## [Recorded information]
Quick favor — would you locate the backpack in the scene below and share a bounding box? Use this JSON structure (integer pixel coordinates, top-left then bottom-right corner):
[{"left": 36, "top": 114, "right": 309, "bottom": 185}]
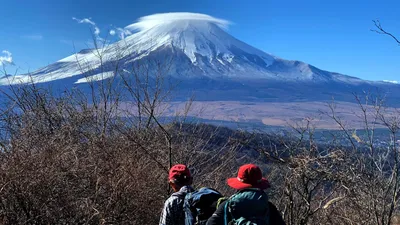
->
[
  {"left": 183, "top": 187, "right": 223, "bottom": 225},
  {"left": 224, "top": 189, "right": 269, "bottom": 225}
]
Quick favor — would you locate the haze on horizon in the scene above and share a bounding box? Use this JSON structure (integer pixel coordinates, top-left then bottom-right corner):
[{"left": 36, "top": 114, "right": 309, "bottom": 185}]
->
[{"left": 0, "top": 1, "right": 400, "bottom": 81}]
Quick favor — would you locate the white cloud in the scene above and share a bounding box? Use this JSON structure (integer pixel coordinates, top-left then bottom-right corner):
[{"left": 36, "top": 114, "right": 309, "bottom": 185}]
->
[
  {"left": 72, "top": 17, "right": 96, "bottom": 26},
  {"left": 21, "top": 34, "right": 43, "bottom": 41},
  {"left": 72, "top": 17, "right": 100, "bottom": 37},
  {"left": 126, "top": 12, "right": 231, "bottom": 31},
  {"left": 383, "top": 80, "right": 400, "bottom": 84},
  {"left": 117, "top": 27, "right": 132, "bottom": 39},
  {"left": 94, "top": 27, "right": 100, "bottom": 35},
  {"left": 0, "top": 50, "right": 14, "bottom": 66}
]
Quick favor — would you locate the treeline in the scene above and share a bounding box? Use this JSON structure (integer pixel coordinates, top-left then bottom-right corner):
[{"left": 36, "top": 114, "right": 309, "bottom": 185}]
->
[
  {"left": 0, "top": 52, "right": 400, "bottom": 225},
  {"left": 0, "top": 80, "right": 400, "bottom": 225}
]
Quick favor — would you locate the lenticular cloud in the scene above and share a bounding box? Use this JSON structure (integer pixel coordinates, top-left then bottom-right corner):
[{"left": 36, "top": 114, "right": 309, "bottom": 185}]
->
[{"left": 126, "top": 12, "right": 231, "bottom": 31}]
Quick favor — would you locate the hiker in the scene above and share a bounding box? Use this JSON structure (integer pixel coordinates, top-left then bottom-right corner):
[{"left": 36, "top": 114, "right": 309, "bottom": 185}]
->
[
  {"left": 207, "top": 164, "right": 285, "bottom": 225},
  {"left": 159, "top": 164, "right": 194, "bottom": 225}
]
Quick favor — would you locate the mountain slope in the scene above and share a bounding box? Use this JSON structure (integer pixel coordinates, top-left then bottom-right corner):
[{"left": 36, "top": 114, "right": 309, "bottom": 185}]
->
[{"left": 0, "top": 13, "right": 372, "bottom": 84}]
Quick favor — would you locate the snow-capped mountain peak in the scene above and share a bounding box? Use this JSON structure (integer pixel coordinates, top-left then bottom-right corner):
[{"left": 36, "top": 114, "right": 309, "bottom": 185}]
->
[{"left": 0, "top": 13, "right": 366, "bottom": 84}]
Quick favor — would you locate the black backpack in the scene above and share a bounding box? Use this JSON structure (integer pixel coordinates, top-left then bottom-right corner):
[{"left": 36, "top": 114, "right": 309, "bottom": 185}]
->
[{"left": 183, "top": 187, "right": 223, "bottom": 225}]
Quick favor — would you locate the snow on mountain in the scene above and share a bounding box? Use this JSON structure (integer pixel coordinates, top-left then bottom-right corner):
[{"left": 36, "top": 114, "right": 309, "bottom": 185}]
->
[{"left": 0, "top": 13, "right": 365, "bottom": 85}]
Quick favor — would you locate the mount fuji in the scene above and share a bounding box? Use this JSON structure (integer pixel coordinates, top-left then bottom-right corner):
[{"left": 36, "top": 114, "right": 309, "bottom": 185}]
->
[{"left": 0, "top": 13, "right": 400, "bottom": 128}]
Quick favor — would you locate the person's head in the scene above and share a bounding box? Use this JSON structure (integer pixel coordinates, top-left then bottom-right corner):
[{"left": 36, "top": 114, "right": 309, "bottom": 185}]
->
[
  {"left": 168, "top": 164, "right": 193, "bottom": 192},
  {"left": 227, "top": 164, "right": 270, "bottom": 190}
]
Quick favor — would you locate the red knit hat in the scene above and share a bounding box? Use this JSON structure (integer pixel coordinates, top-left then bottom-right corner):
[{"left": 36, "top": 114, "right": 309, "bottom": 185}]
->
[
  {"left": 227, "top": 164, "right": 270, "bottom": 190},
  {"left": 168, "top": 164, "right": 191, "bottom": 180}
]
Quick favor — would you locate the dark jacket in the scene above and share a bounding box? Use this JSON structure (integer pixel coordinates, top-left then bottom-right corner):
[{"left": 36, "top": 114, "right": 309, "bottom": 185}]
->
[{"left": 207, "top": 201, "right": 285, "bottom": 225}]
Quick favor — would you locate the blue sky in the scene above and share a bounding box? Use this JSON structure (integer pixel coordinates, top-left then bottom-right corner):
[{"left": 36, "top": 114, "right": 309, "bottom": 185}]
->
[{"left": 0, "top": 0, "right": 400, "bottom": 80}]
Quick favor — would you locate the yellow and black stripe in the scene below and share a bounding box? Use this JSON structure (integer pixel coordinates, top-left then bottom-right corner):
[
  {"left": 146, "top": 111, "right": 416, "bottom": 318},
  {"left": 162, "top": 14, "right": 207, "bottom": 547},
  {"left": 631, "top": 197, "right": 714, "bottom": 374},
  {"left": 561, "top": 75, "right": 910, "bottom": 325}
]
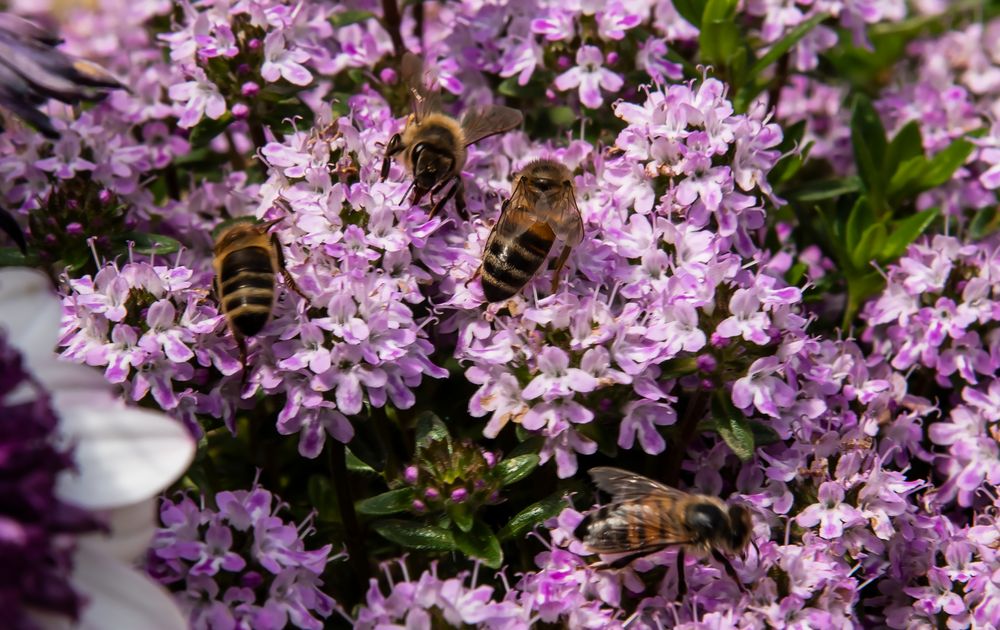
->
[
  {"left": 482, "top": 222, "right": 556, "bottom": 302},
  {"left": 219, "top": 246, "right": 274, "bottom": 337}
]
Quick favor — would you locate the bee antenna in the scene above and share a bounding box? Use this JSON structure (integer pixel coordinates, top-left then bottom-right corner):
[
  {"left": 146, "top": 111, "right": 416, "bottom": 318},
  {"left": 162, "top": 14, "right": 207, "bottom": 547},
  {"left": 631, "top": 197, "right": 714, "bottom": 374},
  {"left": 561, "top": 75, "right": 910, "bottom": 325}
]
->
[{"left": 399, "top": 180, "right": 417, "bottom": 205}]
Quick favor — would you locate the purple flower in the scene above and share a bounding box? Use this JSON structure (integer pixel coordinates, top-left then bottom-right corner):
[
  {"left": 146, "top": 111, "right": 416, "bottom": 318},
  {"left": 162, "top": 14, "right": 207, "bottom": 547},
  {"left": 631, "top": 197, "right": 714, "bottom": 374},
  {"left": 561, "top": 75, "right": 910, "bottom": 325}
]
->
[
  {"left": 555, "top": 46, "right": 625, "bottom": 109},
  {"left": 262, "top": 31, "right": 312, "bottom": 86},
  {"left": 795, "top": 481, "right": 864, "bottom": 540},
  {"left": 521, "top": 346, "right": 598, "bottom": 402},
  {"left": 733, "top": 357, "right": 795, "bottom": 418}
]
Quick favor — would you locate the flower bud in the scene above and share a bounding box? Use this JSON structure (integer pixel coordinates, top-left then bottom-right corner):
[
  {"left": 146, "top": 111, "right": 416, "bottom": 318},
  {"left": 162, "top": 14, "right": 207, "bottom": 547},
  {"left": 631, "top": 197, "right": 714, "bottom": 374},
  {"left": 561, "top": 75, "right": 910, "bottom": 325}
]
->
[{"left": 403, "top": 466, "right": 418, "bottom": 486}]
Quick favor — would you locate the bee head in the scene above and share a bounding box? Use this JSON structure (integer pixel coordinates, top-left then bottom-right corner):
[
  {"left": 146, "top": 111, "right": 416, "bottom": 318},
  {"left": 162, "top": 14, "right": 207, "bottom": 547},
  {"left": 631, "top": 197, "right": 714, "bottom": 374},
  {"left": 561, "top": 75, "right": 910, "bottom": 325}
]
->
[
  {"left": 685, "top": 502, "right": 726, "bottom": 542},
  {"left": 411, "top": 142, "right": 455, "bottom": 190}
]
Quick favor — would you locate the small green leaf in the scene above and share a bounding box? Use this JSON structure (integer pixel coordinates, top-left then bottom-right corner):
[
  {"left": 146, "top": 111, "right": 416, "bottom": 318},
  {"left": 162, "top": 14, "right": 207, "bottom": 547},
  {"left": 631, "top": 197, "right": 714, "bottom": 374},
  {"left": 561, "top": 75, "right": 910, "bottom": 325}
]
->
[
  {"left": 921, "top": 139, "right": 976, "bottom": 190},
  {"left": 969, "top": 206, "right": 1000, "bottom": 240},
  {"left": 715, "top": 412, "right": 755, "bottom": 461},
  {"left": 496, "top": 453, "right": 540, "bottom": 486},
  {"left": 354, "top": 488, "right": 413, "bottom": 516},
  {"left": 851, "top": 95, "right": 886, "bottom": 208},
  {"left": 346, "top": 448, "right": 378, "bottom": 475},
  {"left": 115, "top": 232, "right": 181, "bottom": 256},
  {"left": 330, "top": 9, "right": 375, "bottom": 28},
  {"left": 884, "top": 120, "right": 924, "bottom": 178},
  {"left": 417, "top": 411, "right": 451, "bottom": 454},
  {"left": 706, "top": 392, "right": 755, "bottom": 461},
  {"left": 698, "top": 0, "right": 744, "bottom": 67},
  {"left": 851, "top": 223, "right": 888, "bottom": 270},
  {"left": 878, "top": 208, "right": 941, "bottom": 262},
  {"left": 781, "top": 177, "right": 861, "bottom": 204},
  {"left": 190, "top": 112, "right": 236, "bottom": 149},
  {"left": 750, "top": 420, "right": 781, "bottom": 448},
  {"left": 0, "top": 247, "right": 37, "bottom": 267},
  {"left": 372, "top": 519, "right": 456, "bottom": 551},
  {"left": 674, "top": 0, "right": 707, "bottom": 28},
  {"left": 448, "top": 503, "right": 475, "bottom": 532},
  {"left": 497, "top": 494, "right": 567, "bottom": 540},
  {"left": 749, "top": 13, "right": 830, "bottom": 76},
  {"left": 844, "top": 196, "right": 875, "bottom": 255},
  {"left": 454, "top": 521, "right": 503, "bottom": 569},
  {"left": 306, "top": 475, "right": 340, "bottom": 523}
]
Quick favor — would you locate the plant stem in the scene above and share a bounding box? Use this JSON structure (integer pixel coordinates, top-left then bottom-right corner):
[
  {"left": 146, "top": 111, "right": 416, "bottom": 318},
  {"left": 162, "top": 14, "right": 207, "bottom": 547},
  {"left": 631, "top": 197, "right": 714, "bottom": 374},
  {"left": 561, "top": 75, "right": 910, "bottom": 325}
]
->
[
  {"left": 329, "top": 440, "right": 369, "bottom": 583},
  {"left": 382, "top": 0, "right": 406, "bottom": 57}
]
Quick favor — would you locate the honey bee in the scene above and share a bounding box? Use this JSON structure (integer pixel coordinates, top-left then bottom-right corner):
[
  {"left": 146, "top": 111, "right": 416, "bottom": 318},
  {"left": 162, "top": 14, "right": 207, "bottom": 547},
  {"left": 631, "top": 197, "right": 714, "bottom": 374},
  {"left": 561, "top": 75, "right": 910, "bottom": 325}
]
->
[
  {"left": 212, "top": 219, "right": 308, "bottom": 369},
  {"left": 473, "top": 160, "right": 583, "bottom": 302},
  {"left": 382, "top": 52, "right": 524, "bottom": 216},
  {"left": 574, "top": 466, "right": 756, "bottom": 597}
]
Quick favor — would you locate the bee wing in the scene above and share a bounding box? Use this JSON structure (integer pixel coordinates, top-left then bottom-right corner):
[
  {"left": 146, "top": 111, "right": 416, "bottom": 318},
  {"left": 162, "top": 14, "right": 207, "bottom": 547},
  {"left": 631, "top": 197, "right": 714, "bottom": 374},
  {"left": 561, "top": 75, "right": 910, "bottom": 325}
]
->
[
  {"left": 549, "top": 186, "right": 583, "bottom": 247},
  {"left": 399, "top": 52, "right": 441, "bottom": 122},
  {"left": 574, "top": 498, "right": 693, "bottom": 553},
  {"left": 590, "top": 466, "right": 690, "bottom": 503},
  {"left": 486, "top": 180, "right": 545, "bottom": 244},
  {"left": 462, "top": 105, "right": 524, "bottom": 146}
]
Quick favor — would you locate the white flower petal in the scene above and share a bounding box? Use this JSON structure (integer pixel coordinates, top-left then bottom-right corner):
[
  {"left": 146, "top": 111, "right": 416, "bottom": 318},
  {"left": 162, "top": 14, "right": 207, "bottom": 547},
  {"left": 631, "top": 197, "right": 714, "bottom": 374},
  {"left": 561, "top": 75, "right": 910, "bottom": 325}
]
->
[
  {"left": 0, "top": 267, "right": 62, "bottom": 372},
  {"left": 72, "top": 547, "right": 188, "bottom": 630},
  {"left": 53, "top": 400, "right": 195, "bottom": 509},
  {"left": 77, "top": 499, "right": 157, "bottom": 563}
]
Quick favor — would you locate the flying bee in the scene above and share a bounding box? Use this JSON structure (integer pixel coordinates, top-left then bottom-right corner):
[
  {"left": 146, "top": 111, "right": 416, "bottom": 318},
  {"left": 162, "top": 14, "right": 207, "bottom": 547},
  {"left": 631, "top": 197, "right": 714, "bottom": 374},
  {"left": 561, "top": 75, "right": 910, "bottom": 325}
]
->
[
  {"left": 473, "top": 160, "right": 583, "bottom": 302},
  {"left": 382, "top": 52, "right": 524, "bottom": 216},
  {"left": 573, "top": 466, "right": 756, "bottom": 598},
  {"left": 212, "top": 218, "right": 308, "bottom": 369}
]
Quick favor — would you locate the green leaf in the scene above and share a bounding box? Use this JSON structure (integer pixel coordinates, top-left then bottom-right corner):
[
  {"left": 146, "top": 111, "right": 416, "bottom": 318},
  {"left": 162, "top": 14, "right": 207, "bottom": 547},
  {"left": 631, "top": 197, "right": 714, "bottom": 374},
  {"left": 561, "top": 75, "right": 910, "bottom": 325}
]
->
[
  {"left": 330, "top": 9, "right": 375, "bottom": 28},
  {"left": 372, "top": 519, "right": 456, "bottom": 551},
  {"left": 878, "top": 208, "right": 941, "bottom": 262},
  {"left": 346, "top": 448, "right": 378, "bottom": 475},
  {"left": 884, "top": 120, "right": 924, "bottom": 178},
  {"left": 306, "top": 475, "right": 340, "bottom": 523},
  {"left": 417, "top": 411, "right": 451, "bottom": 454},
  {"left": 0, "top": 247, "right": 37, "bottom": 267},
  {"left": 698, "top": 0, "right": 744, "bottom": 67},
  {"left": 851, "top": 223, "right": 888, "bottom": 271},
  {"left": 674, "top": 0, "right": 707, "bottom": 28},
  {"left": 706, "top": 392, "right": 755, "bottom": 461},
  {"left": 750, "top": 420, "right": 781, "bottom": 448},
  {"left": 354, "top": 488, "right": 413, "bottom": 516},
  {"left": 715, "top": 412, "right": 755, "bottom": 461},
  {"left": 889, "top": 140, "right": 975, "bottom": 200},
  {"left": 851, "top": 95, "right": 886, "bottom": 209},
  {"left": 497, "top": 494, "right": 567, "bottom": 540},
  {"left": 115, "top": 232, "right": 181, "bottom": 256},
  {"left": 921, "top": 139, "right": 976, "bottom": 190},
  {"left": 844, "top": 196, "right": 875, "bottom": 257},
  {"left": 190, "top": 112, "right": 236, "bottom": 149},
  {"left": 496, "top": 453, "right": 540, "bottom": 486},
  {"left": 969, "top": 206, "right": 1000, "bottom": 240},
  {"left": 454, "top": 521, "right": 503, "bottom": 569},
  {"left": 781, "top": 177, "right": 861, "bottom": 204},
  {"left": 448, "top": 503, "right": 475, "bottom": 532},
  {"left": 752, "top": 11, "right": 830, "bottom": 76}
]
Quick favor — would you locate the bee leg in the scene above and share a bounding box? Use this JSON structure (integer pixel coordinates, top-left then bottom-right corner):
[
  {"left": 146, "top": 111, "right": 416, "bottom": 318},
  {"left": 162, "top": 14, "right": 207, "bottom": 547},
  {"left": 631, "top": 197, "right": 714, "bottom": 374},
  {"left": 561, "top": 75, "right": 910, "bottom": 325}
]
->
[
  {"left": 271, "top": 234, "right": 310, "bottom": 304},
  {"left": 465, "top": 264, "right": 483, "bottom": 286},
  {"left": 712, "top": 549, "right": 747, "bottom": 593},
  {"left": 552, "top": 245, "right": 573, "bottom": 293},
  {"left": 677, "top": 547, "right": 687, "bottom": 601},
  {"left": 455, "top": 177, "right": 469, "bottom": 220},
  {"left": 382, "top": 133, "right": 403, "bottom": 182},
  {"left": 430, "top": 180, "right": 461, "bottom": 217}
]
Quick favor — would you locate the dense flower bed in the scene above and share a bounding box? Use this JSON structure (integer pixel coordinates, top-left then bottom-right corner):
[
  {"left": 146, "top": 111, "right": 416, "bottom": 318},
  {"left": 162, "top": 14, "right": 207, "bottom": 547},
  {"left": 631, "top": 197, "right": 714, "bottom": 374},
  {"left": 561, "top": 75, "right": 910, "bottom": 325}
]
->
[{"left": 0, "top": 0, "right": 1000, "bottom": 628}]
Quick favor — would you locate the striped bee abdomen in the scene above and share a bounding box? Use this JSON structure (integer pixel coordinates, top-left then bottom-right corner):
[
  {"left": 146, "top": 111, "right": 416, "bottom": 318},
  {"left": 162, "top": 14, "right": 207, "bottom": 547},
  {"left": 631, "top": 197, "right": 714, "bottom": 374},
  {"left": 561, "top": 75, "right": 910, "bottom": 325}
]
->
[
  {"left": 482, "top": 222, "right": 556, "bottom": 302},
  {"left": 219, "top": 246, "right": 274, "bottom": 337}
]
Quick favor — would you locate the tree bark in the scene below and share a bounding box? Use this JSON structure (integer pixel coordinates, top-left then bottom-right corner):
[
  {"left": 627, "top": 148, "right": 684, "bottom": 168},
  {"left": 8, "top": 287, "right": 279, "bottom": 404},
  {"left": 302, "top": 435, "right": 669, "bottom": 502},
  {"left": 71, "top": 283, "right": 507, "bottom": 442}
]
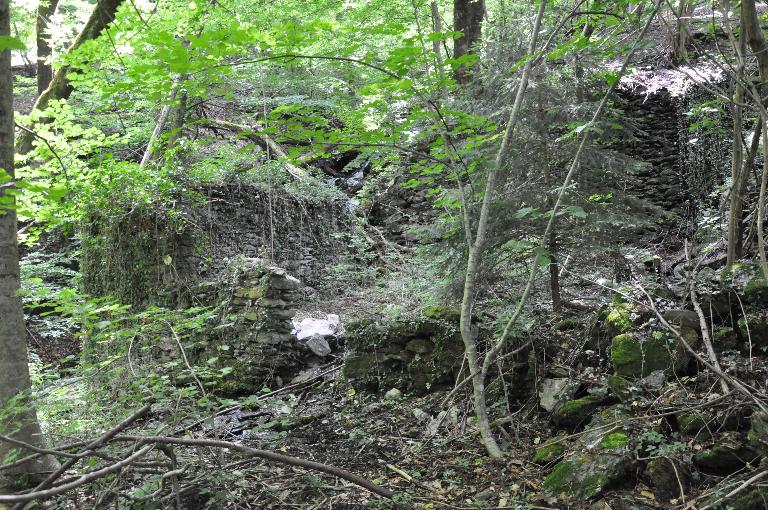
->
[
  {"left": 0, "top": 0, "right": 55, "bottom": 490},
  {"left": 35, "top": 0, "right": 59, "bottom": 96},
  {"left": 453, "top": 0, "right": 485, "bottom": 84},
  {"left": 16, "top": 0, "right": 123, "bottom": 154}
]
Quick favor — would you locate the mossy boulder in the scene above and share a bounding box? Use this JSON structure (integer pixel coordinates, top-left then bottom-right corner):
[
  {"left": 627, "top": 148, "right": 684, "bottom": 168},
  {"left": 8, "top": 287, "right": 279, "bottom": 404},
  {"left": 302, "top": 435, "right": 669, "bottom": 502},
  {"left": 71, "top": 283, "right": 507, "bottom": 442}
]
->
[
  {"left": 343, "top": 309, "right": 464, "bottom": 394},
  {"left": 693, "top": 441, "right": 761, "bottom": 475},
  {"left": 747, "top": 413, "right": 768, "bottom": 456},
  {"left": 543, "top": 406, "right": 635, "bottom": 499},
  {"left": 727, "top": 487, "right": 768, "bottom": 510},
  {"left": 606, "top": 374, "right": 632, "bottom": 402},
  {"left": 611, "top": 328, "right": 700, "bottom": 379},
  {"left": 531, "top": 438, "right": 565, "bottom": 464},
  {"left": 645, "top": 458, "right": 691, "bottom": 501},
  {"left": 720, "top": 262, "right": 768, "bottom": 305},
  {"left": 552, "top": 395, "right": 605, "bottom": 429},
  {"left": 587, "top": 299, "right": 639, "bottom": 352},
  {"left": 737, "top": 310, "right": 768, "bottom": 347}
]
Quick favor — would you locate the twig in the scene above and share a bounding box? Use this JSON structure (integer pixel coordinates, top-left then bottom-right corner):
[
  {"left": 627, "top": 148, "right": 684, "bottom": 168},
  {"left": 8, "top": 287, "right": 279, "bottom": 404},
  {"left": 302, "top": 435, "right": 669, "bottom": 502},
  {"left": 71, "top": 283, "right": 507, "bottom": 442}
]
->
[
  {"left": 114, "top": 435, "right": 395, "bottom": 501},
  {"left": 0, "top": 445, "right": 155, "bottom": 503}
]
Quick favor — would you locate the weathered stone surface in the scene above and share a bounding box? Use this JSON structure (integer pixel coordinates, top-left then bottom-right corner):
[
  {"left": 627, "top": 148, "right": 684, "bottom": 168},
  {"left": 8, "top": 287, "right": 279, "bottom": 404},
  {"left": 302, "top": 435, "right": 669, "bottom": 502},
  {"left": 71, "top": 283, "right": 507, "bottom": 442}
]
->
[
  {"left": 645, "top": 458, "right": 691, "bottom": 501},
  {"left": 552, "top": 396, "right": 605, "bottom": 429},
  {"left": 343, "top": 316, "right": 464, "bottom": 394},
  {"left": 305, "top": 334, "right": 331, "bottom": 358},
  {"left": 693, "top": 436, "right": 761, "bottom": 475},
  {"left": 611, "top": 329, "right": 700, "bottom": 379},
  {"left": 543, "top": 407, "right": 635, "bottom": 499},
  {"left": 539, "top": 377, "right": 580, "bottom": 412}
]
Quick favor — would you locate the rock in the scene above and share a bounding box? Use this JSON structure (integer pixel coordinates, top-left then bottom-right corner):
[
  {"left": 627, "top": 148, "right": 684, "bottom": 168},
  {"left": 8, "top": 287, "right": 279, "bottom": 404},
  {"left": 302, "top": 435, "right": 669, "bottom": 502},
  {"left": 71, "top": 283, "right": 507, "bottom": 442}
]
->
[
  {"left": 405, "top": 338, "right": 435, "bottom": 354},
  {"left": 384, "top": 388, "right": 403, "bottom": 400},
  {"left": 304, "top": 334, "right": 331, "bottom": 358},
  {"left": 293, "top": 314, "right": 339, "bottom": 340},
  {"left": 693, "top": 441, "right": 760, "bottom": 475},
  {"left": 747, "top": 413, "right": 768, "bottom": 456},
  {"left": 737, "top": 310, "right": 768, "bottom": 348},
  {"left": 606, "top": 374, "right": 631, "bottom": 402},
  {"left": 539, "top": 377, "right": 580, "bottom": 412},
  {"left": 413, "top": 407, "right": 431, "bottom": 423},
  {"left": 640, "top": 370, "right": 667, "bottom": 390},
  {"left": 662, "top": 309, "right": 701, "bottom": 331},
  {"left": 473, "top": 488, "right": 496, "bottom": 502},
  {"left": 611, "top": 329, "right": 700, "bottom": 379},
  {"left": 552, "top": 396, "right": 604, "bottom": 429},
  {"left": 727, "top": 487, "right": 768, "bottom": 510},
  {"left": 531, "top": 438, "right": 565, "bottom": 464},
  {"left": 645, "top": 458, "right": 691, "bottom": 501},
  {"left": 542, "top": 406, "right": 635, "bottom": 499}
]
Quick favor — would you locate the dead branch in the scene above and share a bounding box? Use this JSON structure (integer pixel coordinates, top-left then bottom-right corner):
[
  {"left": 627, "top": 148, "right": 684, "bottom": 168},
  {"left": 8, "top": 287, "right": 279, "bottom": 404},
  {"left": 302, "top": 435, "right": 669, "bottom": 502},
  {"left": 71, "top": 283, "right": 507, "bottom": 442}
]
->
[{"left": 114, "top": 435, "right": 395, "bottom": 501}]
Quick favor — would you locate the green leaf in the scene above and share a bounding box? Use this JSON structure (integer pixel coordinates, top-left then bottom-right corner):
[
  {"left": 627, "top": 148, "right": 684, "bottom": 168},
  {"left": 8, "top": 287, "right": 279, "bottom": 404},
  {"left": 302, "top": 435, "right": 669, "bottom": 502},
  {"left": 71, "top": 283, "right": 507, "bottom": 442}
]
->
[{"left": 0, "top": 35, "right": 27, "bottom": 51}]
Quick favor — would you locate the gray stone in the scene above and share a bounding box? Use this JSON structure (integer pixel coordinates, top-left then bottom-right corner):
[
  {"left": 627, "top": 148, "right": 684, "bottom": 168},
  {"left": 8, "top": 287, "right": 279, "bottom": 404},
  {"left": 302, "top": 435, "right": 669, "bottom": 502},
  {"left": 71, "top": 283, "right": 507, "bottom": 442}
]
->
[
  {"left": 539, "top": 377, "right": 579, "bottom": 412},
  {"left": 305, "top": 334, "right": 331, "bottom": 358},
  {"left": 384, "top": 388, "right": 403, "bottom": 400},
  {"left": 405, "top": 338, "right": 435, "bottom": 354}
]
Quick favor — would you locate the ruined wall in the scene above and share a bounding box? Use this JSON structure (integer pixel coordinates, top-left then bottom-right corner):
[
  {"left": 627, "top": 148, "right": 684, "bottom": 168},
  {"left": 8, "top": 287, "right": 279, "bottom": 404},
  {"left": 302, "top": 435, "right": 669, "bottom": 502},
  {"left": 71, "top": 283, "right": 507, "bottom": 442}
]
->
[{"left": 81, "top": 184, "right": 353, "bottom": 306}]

## [To be done]
Starting with the line that contains "Quick favor — would you locate the ruined", write out each line through the end of the listing, exactly as it appears, and include nothing else.

## [Reply to the exercise]
Quick favor — would you locate the ruined wall in the scene above and share a bounding box? Use this JSON structure (integer pixel coordinates, top-left then bottom-right corner):
[
  {"left": 627, "top": 148, "right": 684, "bottom": 168},
  {"left": 8, "top": 287, "right": 279, "bottom": 404},
  {"left": 302, "top": 435, "right": 669, "bottom": 502},
  {"left": 71, "top": 283, "right": 507, "bottom": 442}
]
->
[{"left": 81, "top": 184, "right": 353, "bottom": 306}]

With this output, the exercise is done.